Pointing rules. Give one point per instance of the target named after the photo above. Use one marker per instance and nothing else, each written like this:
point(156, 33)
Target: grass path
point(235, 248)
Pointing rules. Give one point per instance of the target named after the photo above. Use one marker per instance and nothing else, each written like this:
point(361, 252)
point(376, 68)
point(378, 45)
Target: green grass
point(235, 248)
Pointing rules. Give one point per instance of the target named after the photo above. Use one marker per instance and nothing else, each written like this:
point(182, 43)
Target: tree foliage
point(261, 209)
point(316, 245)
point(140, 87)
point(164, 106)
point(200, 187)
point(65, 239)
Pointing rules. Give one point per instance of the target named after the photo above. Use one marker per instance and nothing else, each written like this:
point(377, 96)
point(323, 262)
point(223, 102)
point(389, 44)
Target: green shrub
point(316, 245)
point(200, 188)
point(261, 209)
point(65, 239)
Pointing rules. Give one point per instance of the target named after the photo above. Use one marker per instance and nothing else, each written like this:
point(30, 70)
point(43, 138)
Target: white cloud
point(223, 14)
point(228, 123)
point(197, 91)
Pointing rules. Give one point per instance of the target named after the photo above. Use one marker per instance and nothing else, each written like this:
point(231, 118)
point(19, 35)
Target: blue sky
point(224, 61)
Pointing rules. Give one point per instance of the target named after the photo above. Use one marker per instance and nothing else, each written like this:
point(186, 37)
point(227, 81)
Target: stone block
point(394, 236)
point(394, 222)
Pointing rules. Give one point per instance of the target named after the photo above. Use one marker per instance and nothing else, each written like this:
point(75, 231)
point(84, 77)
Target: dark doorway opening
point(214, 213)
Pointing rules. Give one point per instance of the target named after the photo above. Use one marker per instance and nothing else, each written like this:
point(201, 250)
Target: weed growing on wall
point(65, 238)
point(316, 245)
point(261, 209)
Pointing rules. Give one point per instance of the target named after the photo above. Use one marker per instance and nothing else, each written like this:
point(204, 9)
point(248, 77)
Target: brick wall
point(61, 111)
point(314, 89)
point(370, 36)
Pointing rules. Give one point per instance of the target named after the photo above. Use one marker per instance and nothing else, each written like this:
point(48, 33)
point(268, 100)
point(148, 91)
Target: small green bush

# [Exercise goal]
Every entry needs to be retyped exactly.

# [Reply]
Pointing rules. Give one point per instance of the target named after the photo above. Use one marker per instance and nothing else, each written like this:
point(156, 33)
Target: grass path
point(235, 248)
Pointing rules. Give one point per instance of the target named after the photo above. Use one marker per instance and nothing else, each written like this:
point(361, 252)
point(376, 68)
point(378, 45)
Target: green grass
point(235, 248)
Pointing rules. Give one point per instance of the target named after the photo above. Use one marker per instance and nothing else, each written like this:
point(182, 43)
Target: tree foliage
point(261, 209)
point(316, 245)
point(140, 87)
point(164, 106)
point(200, 187)
point(65, 239)
Pointing rules. Give one point per instance of the target named after the photo above. Use one marker per instance and nothing else, each written like this:
point(377, 96)
point(323, 262)
point(223, 102)
point(389, 44)
Target: green shrub
point(316, 245)
point(200, 188)
point(261, 209)
point(65, 239)
Pointing rules. Give one point per instance of the target named after the photo above. Use one marker per instance and nothing else, each written like this:
point(30, 70)
point(43, 138)
Target: white cloud
point(223, 14)
point(228, 123)
point(197, 91)
Pointing rules. Give one point per instance of the target named after the photo above. Use one marker per instance and nothing else, each written like this:
point(231, 118)
point(19, 35)
Target: blue sky
point(224, 61)
Pointing rules. Give one point per instance of the target named after the photo above. Use one marker per instance and nothing else, each written like this:
point(186, 37)
point(227, 81)
Target: stone block
point(394, 236)
point(394, 222)
Pointing rules. Give one point per instance of the target named after the photo above. Use one marker per instance and nothing else, each written like this:
point(75, 231)
point(84, 77)
Target: dark doorway opening
point(214, 213)
Pointing rules. Give one point per instance of the target named after the photo above. Use one marker per instance and nothing else, each written like this:
point(201, 250)
Target: weed growing on wall
point(65, 238)
point(316, 245)
point(261, 209)
Pointing rules. Give one point per instance of the target named after the photo above. Use one marker per instance and nothing else, each written like this:
point(204, 9)
point(248, 77)
Target: brick wall
point(61, 111)
point(314, 89)
point(370, 36)
Pointing rules. Give one point per instance of the target named after the photo above. Use one marker per instance and nothing else, each written like this:
point(48, 33)
point(268, 100)
point(148, 91)
Target: small green bush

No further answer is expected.